08 October 2015

DECiDE, a tool for assessing greenhouse gas emissions and energy consumption

Wallonia’s farms have a key role to play as energy suppliers/consumers and greenhouse gas sources/sinks. So how can these flows be accurately taken into account? CRA-W offers a tool called DECiDE.

DECiDE, a tool for assessing greenhouse gas emissions and energy consumption

Energy consumption and climate change are core issues, as is evident from the many initiatives at European, national and regional levels. Farms are currently heavily dependent on fossil fuels, either for direct consumption or for input production, and thus also on fuel costs. At the same time, they are also potential producers (biomass and biogas). The agricultural industry also accounts for 12% of anthropogenic greenhouse gas (GHG) emissions in our region. The sector is concerned as a major contributor of methane and nitrous oxide emissions, but it can also act as a carbon sink by trapping carbon in the soil. However, agricultural systems’ energy consumption and GHG emissions vary considerably and depend very much on the types of farms and agricultural practices. The first step towards putting reduction measures in place therefore requires a sound knowledge of the relationship between practices, energy balances and GHG which, given the specific nature of the practices and the pedoclimatic contexts, requires regional benchmarks to be developed.

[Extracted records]

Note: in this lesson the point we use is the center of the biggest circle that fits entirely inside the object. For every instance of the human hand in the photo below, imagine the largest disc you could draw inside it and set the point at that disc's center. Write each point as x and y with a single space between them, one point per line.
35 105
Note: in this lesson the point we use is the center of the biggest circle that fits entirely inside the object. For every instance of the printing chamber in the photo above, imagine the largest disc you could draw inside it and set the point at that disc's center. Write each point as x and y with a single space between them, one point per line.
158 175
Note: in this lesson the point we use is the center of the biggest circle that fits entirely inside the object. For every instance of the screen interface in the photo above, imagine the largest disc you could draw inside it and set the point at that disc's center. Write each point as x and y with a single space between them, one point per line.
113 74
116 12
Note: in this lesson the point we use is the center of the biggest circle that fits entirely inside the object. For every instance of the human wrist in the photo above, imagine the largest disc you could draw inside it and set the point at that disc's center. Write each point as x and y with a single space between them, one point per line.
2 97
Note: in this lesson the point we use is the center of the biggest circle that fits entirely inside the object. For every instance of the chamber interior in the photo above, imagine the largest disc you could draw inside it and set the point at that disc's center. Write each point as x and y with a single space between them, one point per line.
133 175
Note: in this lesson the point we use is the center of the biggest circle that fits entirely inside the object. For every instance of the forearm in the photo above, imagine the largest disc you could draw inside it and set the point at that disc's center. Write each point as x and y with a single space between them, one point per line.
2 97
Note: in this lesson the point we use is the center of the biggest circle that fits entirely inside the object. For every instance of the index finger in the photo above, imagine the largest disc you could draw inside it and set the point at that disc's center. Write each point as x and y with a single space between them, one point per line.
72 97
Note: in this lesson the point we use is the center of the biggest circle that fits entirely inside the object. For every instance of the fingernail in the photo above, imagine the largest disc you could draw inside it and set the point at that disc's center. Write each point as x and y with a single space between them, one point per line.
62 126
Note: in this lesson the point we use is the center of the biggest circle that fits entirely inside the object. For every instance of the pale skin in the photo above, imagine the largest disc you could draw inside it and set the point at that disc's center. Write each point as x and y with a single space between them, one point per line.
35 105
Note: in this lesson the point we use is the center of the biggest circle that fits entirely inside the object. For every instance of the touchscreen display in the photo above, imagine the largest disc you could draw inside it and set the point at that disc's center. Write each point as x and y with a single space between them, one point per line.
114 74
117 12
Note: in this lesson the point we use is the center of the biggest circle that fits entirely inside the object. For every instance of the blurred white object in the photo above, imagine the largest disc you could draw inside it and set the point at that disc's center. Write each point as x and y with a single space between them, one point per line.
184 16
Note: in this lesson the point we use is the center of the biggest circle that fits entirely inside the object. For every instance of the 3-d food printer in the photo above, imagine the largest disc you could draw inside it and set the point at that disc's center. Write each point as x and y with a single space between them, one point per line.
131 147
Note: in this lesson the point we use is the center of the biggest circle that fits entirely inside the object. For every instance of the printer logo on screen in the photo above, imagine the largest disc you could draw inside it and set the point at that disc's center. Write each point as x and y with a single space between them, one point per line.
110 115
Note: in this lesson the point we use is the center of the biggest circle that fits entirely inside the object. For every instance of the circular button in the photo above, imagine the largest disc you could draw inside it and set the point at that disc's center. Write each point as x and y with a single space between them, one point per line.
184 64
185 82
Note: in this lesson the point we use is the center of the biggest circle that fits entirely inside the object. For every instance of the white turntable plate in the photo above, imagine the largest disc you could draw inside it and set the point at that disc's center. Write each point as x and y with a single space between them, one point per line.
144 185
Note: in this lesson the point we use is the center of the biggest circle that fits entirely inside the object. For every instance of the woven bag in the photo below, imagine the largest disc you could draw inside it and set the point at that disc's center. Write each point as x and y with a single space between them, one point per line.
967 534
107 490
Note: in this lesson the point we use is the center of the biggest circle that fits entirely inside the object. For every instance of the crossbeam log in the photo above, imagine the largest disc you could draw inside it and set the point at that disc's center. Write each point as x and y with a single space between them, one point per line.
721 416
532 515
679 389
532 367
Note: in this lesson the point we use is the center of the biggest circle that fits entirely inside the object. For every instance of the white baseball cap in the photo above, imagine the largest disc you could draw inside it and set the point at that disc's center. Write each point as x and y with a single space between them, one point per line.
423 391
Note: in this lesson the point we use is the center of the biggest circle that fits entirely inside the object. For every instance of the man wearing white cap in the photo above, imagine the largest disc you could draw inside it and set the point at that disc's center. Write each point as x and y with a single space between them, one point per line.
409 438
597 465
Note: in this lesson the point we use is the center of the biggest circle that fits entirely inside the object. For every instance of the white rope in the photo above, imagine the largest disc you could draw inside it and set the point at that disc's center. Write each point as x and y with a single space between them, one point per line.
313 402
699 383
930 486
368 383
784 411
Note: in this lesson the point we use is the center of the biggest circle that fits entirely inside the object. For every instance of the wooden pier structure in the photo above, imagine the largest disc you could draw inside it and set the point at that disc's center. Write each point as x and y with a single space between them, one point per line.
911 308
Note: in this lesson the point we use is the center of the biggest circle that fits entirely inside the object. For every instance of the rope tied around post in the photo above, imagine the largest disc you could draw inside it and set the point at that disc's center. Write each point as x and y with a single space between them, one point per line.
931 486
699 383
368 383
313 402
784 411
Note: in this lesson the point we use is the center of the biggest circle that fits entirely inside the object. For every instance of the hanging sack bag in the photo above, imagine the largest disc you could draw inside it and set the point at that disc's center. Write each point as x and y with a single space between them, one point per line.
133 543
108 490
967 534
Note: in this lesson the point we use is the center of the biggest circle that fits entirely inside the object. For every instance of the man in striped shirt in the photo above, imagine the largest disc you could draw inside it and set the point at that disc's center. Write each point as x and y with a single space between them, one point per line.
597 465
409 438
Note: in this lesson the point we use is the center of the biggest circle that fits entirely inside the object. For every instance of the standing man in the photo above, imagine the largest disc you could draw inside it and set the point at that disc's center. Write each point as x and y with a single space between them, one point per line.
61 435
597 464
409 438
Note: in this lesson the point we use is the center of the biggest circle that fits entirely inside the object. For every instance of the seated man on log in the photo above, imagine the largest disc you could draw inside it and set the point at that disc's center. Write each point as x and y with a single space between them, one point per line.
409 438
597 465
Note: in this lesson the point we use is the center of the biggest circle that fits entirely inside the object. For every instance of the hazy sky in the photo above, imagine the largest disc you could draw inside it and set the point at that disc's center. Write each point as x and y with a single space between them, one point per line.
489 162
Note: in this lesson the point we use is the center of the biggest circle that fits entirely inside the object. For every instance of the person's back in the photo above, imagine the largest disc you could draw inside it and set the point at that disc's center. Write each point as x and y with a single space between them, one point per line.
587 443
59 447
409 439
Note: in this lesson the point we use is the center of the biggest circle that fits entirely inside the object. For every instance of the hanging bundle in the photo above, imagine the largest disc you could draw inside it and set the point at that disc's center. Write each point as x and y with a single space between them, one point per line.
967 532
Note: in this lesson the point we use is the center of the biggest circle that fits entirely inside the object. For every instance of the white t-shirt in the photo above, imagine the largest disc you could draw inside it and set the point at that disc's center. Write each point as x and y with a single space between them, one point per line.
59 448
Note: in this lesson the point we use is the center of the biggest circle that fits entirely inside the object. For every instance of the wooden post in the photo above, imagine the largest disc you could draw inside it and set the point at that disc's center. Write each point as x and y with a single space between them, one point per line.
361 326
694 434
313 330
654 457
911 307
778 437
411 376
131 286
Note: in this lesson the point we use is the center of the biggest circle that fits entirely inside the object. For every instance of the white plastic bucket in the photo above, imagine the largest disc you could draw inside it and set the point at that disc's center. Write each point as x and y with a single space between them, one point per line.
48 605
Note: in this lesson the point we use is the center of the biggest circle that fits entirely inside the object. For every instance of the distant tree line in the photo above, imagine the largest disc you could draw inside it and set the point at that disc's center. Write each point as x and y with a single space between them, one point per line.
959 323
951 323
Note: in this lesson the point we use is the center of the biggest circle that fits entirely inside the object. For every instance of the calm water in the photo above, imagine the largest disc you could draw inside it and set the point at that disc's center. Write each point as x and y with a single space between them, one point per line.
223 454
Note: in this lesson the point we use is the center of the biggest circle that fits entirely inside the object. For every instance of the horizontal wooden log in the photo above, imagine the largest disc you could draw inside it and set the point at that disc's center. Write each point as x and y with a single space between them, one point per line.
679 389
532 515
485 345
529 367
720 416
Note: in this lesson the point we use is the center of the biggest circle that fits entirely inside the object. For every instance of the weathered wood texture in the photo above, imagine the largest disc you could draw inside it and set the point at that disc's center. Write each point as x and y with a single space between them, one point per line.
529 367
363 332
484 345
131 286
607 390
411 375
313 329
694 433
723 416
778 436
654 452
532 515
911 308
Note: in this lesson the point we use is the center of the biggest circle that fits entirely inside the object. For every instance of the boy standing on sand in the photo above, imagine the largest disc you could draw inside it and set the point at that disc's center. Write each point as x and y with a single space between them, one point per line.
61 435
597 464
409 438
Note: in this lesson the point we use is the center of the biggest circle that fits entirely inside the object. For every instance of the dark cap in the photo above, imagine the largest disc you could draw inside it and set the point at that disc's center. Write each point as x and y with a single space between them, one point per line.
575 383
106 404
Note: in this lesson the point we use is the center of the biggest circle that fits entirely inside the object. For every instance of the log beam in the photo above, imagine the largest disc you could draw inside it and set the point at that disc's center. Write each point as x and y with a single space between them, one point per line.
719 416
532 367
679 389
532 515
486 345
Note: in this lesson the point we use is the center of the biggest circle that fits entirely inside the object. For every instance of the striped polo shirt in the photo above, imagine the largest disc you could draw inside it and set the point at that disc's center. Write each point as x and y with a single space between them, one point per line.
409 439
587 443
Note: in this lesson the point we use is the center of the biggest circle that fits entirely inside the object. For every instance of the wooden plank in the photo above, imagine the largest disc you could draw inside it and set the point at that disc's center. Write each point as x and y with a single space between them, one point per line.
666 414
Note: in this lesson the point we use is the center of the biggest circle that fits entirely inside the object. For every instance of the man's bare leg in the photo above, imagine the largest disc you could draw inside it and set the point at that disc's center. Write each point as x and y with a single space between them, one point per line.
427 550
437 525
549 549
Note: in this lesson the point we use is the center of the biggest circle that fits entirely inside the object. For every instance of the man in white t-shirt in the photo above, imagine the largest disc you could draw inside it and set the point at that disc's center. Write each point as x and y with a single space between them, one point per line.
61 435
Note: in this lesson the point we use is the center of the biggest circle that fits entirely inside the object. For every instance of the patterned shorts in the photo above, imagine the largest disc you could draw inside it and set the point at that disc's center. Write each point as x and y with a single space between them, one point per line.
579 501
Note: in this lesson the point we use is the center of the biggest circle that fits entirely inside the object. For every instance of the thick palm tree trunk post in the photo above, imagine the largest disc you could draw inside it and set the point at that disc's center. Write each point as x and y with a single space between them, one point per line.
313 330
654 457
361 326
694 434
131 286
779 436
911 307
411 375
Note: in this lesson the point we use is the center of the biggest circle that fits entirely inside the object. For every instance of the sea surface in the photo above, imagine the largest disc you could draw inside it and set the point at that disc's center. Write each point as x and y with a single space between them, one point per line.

▶ _Questions to answer_
(a) Please explain in one to three sentences why the DECiDE passage says regional benchmarks need to be developed.
(b) Pick up the DECiDE passage after its final sentence and continue it.

▶ _Answers by task_
(a) Energy consumption and greenhouse gas emissions in agricultural systems vary considerably with the type of farm and the agricultural practices. Putting reduction measures in place therefore first requires sound knowledge of how practices relate to energy balances and GHG. Because of the specific nature of the practices and the pedoclimatic contexts, that knowledge requires regional benchmarks.

(b)
To meet that need, CRA-W, in consultation with AWAC, DGO3, DGO4 and organisations in charge of management accounting (AWE, DAEA, SPIGVA, OPA Ciney) has developed a tool called DECiDE (Diagnostic Energie-Climat Des Exploitations agricoles wallonnes), which is subsidised by Wallonia’s Air and Climate Office (AWAC). The tool can be used to produce energy and GHG balances for Wallonia’s agricultural systems. The object is to provide an open, transparent tool which is accessible to all via an Internet platform, aimed at farmers and institutions (research/administration/decision-makers), that can be used for (1) comparing one farm with other farms of the same type to show up differences and the practices that give rise to them; (2) advising on reducing energy consumption and GHG emissions; (3) supplying reliable benchmark values; and (4) quantifying the services rendered to society by the agricultural sector (carbon storage, renewable energy sources).

It is hoped that using this tool will enable farmers to identify levers for improving their practices. The tool is currently designed for cattle rearing and arable farms, but is due to be extended to pig and poultry farming.